— BEGIN —

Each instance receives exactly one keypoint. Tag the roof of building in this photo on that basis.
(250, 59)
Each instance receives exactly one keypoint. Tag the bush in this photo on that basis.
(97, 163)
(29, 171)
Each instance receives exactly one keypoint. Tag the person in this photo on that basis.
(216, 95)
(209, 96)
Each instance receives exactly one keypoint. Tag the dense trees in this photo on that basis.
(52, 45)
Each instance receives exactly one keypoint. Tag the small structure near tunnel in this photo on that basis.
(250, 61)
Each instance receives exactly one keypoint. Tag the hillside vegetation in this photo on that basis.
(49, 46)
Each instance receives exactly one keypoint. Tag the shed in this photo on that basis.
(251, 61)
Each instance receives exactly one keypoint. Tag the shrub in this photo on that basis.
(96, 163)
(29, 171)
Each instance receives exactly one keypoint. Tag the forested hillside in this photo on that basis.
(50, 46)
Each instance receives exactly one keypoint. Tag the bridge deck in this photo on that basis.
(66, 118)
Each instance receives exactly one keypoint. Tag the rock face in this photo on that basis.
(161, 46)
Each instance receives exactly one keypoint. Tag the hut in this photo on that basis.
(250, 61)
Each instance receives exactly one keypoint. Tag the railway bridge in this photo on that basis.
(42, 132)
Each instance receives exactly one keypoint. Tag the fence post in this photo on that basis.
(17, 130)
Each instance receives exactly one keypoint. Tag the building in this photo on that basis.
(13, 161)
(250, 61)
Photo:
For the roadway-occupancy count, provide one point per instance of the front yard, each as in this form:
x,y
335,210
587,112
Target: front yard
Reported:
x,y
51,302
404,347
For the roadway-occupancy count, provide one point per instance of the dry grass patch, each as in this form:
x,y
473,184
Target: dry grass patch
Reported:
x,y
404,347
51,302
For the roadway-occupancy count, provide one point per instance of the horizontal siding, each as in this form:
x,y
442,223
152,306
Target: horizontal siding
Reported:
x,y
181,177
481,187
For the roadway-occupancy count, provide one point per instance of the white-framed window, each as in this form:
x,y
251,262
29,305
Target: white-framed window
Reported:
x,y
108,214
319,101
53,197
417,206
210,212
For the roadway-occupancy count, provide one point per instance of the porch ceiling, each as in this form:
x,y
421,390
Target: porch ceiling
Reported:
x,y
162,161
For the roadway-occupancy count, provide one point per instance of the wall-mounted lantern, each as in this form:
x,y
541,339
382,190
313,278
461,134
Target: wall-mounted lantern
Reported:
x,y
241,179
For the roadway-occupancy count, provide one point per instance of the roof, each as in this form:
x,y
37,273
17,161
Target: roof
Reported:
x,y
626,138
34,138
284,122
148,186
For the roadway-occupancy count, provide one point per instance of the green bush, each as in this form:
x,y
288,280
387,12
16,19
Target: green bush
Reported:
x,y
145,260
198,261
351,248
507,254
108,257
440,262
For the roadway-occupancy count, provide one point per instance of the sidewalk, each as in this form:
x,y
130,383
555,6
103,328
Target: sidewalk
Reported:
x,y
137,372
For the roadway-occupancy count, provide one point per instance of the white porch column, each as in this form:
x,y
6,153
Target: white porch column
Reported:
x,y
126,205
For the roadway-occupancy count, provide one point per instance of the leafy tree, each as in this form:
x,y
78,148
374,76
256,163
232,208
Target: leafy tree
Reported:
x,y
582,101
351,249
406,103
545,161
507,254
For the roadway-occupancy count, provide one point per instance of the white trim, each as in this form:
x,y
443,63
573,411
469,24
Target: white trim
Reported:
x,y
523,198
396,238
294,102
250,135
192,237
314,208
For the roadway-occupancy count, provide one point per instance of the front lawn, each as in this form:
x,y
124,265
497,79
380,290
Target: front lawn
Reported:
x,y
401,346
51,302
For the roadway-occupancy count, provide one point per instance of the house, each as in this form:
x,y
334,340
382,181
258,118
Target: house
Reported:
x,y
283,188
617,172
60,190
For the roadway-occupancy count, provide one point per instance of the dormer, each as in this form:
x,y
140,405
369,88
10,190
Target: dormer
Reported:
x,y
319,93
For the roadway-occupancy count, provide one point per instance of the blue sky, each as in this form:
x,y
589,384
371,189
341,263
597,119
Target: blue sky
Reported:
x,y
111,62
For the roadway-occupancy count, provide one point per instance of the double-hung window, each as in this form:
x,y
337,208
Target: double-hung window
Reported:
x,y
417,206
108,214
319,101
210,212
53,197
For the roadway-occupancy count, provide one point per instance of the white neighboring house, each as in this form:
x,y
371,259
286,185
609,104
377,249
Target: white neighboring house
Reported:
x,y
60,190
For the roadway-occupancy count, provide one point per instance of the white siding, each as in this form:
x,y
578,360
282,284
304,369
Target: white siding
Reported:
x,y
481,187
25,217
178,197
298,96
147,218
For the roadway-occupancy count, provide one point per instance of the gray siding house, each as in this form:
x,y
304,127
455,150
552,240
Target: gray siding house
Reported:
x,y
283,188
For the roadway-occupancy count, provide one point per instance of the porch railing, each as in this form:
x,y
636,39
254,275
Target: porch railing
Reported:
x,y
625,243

— END —

# WORK INSTRUCTIONS
Your task is to repeat each line of the material exactly.

# FULL ANSWER
Each instance receives exactly one keypoint. Tag the roof of building in this photo on that basis.
(250, 59)
Each instance receives exactly one keypoint. Tag the bush in this photo on that basis.
(97, 163)
(29, 171)
Each instance receives exactly one keypoint. Tag the person in this photo on that basis.
(216, 95)
(209, 96)
Each instance receives exactly one keypoint. Tag the dense trees in this photo on that basis.
(52, 45)
Each instance receives exactly one keypoint. Tag the small structure near tunnel in this photo on that basis.
(250, 61)
Each instance receives exactly one keypoint. Tag the hillside vegetation in this photo on that basis.
(49, 46)
Each instance receives exactly one keypoint. Tag the shed in this photo on that basis.
(251, 61)
Each instance receives exactly one keypoint. Tag the shrub in this photo on that basis.
(96, 163)
(29, 171)
Each instance receives exactly one keypoint. Tag the forested hillside in this photo on that basis.
(50, 46)
Each instance receives exactly one keypoint. Tag the bridge deck in this photo on that basis.
(66, 118)
Each instance receives exactly one keypoint. Tag the rock face in this photo on that basis.
(161, 46)
Each instance receives exactly one keypoint. Tag the hut in this photo on that basis.
(250, 61)
Each instance receives exactly one keypoint. Tag the railway bridge in this photo on that basis.
(42, 132)
Each instance receives exactly one keypoint. Tag the fence post in this photo on that basis.
(17, 130)
Each instance receives exactly one keypoint. Tag the building in this photo on that basis.
(13, 161)
(250, 61)
Photo:
For the roadway-occupancy count, provide one point per instance of the front yard, each as in this form:
x,y
335,210
587,112
Target: front yard
Reported:
x,y
51,302
404,347
For the roadway-occupancy count, provide one point per instance of the dry grass patch, each as in this form:
x,y
473,184
Target: dry grass patch
Reported:
x,y
404,347
51,302
For the roadway-occupancy count, provide one point per instance of the horizontal siding, each as in this form:
x,y
442,223
152,306
Target: horizontal siding
Reported:
x,y
181,177
481,187
For the roadway-occupancy count, provide one point per instance of the white-framed window, each as in this form:
x,y
251,262
29,305
Target: white-framed window
Reported:
x,y
108,214
319,101
53,197
417,206
210,212
For the roadway-occupancy count, provide one point per instance of the porch ceiling, each as in this form:
x,y
421,390
Target: porch ceiling
Reported:
x,y
162,161
For the roadway-occupancy count, provide one point per instance of the wall-mounted lantern, each as in this form:
x,y
541,339
382,190
313,278
461,134
Target: wall-mounted lantern
Reported:
x,y
241,179
For the roadway-occupancy count, provide one point per instance of the roof, each as in this form:
x,y
37,273
17,161
Target: roof
Reported:
x,y
626,138
34,138
284,122
148,186
For the roadway-occupancy count, provide one point per instance of the green bush, each as in this form:
x,y
288,280
387,12
16,19
Target: green bush
Reported:
x,y
145,260
198,261
351,248
507,254
108,257
440,262
For the roadway-occupancy count, provide one point per instance of the sidewalk, each as in this form:
x,y
130,383
555,6
103,328
Target: sidewalk
Reported:
x,y
137,372
For the roadway-occupancy count, provide one point per instance of the white porch column, each as in this form:
x,y
6,153
Target: white porch column
Reported:
x,y
126,205
For the roadway-occupancy count, provide one point per instance of the leafy tree, each as in this form:
x,y
78,148
374,76
256,163
232,208
Target: leafy tree
Reported:
x,y
582,101
351,249
406,103
545,161
507,254
For the roadway-occupancy count, provide one point per instance of the white trim, each as in this form:
x,y
443,63
573,411
469,24
Target: white trim
Reported:
x,y
523,198
396,238
294,102
250,135
192,237
314,208
For the roadway-occupancy count, provide one point per instance of the front lawn, each as in this form:
x,y
124,265
497,79
380,290
Target: front lawn
Reported:
x,y
401,346
51,302
For the roadway-occupancy count, provide one point per instance of the house, each as in this form:
x,y
334,340
382,181
258,118
Target: house
Reported:
x,y
283,188
617,172
60,190
For the roadway-occupancy count, provide one point per instance of the dormer, each as in this form:
x,y
140,405
369,88
10,190
Target: dormer
Reported:
x,y
319,93
For the roadway-occupancy count, provide one point per instance of the blue sky, each as in this form:
x,y
589,384
371,189
341,263
597,119
Target: blue sky
Reported:
x,y
111,62
For the roadway-occupancy count, provide one point per instance of the double-hung window, each as in this form:
x,y
337,208
Target: double-hung window
Reported:
x,y
417,206
108,214
319,101
210,212
53,197
For the roadway-occupancy count, provide one point per instance of the white neighboring house, each as in this form:
x,y
371,259
286,185
609,104
377,249
Target: white neighboring house
Reported:
x,y
60,190
For the roadway-occupancy count, provide one point per instance of the white siding, each as in this form:
x,y
578,360
282,284
304,369
Target: white siding
Reported:
x,y
481,187
25,217
178,197
298,96
147,218
For the roadway-occupancy count, provide one point per instance of the gray siding house, each as in this form:
x,y
304,127
455,150
552,240
Target: gray siding house
Reported:
x,y
283,188
For the roadway-occupancy count, provide one point per instance of the porch railing, each as in this form:
x,y
636,39
254,275
Target: porch railing
Reported:
x,y
625,243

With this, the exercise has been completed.